◆ **Problem description**: Every line below must be reproduced exactly; no pictures are to be included.

◆ **The data**:

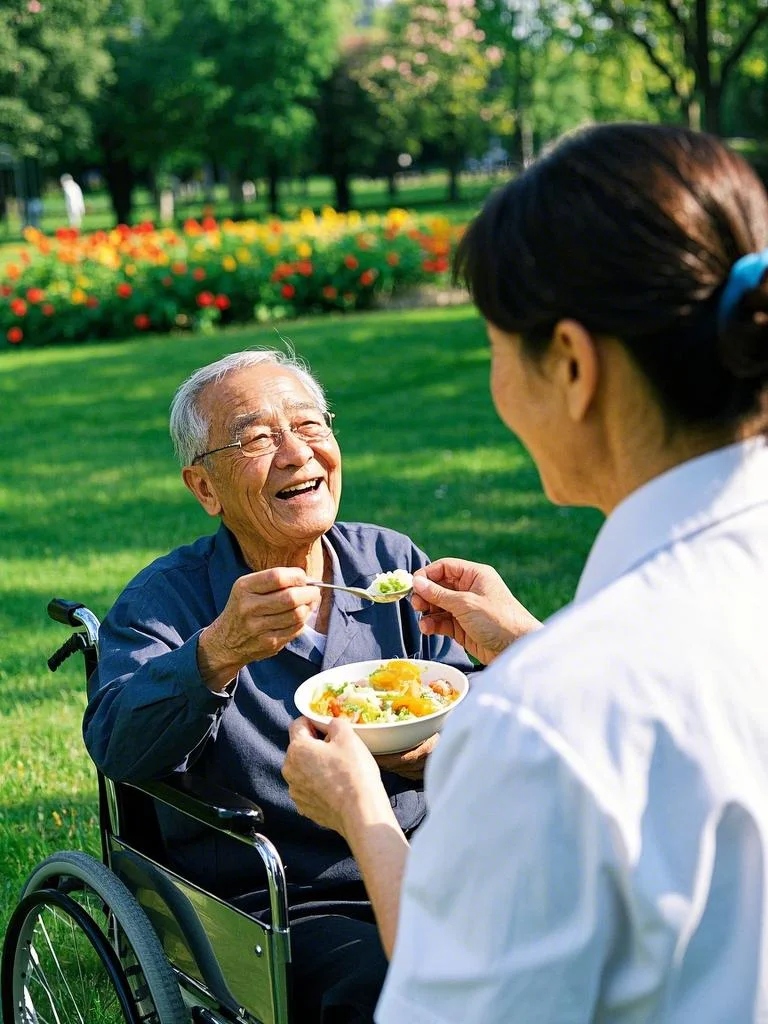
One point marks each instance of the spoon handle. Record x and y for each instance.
(357, 591)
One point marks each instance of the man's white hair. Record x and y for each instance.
(190, 429)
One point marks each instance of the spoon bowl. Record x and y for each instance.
(371, 593)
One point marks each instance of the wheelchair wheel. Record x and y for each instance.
(79, 948)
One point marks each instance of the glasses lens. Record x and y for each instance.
(259, 439)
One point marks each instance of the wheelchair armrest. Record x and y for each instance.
(209, 803)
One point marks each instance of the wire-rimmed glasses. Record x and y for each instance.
(258, 439)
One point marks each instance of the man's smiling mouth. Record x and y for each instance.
(299, 488)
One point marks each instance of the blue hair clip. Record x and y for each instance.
(745, 274)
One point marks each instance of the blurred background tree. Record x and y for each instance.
(181, 94)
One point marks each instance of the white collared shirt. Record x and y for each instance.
(596, 847)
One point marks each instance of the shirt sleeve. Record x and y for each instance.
(148, 711)
(508, 907)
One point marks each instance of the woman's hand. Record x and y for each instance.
(265, 610)
(333, 779)
(471, 603)
(336, 782)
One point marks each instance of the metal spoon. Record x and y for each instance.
(367, 594)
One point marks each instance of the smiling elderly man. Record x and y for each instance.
(202, 653)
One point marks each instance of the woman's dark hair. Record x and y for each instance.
(632, 229)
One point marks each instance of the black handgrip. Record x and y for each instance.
(64, 611)
(76, 642)
(206, 802)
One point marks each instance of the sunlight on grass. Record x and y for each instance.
(90, 494)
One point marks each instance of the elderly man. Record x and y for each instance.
(202, 653)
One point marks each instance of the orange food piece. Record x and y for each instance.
(394, 675)
(417, 706)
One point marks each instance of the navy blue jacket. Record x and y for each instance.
(150, 713)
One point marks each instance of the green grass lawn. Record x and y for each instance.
(90, 493)
(423, 193)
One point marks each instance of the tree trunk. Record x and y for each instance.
(120, 179)
(272, 180)
(453, 183)
(343, 192)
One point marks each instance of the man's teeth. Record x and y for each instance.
(300, 488)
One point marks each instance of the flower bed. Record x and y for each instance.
(114, 284)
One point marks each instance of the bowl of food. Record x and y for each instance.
(393, 705)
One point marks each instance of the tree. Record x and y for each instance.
(270, 59)
(432, 79)
(696, 44)
(52, 65)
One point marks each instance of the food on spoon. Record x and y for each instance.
(392, 583)
(392, 693)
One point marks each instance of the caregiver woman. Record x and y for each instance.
(596, 847)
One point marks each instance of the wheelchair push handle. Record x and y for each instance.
(76, 614)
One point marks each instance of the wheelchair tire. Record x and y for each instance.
(101, 949)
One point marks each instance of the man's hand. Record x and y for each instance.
(409, 764)
(264, 612)
(471, 603)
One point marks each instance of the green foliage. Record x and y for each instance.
(52, 65)
(102, 286)
(431, 79)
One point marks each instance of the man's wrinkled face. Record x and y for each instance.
(281, 501)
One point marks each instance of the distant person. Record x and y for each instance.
(74, 200)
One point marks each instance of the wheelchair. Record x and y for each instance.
(126, 940)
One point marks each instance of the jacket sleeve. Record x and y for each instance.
(148, 711)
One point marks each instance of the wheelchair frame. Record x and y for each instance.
(172, 951)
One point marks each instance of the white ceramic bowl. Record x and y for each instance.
(387, 737)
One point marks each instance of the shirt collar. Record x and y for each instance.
(675, 505)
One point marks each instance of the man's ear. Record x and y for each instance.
(578, 367)
(197, 479)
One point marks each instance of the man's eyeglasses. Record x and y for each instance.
(258, 439)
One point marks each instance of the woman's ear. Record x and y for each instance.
(197, 479)
(578, 361)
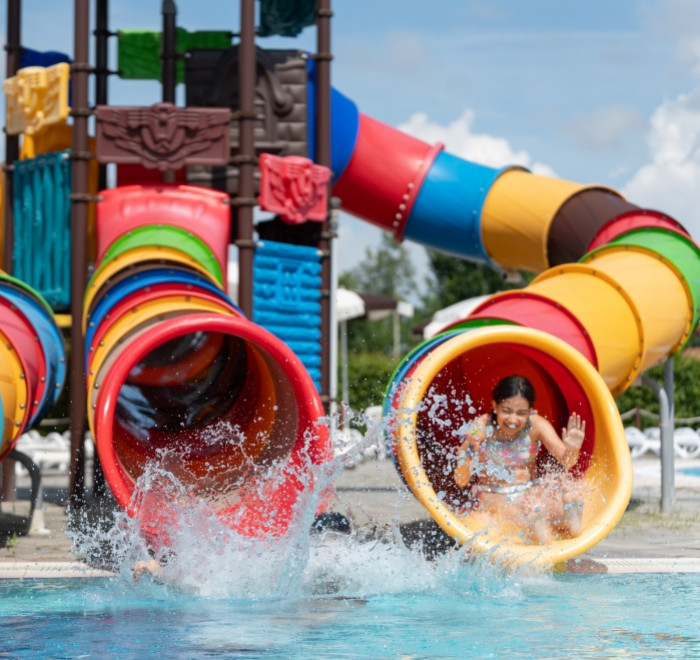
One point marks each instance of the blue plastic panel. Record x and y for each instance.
(286, 295)
(41, 208)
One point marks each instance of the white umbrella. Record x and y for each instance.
(348, 305)
(448, 315)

◆ **Result for this task**:
One point marks each instance of the spoon handle. Record x and y for each instance.
(357, 591)
One point marks each instance of the man's white hair. Record x and y for each instance.
(190, 429)
One point marks each instance of the spoon bowl. Record x and y for each instance.
(371, 593)
One point marks each instance of the wheelchair wheel. Record x and y for each instance.
(79, 948)
One point marks each instance of the glasses lens. Record x and y for each instance.
(259, 439)
One point marks each instance of the wheelchair armrest. Record x and y for each instance.
(209, 803)
One point marks each instance of the wire-rimmed glasses. Record x and y for each instance.
(258, 439)
One point marks each instance of the man's smiling mouth. Record x and y for each instance.
(299, 488)
One point marks each instance of the blue hair clip. Record x and y for each instance.
(745, 274)
One point marks each instance of the blurred background tree. Record x and y for each instance.
(181, 94)
One point marks each instance of the white collared shirt. Record x and y for each instance.
(596, 847)
One point marks each instance of the shirt sleeve. Record x and y for each instance.
(148, 711)
(508, 907)
One point marks each instance of the woman's hand. Record x and y for each instance.
(265, 610)
(333, 779)
(471, 603)
(336, 782)
One point marks each instance of the metal spoon. Record x and y for each instance.
(367, 594)
One point marks each instance of the smiling elderly man. Record x and y for each instance.
(202, 653)
One point marks each instance of the woman's dark hair. Record x and y for each instance.
(632, 229)
One point marks each instance of the black handgrip. Record x and y for each instance.
(64, 611)
(76, 642)
(206, 802)
One point marks each instance of the sunlight on grass. Record x and y for each instance.
(90, 494)
One point marks each instance of the elderly man. Record x and y for each instance.
(202, 653)
One point marks each instance of the orange food piece. Record x and y for each instance.
(394, 675)
(417, 706)
One point marks each instance of the navy blue jacket. Record x and y for each instance.
(150, 713)
One point marks each instance of the green grass lawn. Record x and y for each instance.
(90, 493)
(423, 193)
One point marks each instance of the tree trunk. Record x and y for each instance.
(120, 179)
(272, 180)
(453, 183)
(343, 192)
One point marks each instance of the man's teeth. Record x and y for each instance.
(300, 488)
One point marks each instance of the flower bed. Record x and y for each instance.
(114, 284)
One point marks each instance of the bowl of food. Record x and y for each instance.
(393, 705)
One point marks each instance of the tree. Record x and y for each instance.
(270, 59)
(432, 79)
(696, 44)
(52, 65)
One point marks each instance of the food on spoon. Record x and y for each instance.
(392, 583)
(392, 693)
One point marks each instance of the caregiver woman. Record x and y for each instance.
(596, 847)
One point marks each instance of the wheelchair push handle. Record x and y for each instance.
(76, 614)
One point marks each instance of the wheelchair tire. Record x and y for each instance.
(101, 949)
One point marks each instance of the man's hand. Record x and y for each instance.
(409, 764)
(264, 612)
(471, 603)
One point marks each instance of the green foliage. Record x and y for each instance.
(52, 65)
(102, 286)
(431, 79)
One point marks each instance of the man's wrinkled face. Record x and y for each instance.
(281, 501)
One point marks each instance of the distant person. Record x and y for each instance.
(74, 200)
One point marks each instance of the wheelchair. Record x and y for each instance.
(126, 940)
One point marks each instance of the jacket sleeve. Record x and y for each instance.
(148, 711)
One point marks each instance of the wheelchair frame. Record x and y for each instance.
(172, 951)
One point marks each instance of the white ceramic bowl. Record x and y for each instance.
(387, 737)
One point marks each instance of the shirt collar. Record x and y for each instance.
(675, 505)
One point marks each instance of the man's ear. Record x and y for each instance.
(578, 367)
(197, 479)
One point marks each instance of the man's eyeglasses. Record x and y for each instance.
(258, 439)
One point marks each instance of the woman's ear. Record x and y for each instance.
(197, 479)
(578, 361)
One point marks each instance of the blue plastic panel. Record x and y for each instance.
(286, 295)
(41, 208)
One point marks each instance of the white umbrella. Record x and y for each instance.
(348, 305)
(448, 315)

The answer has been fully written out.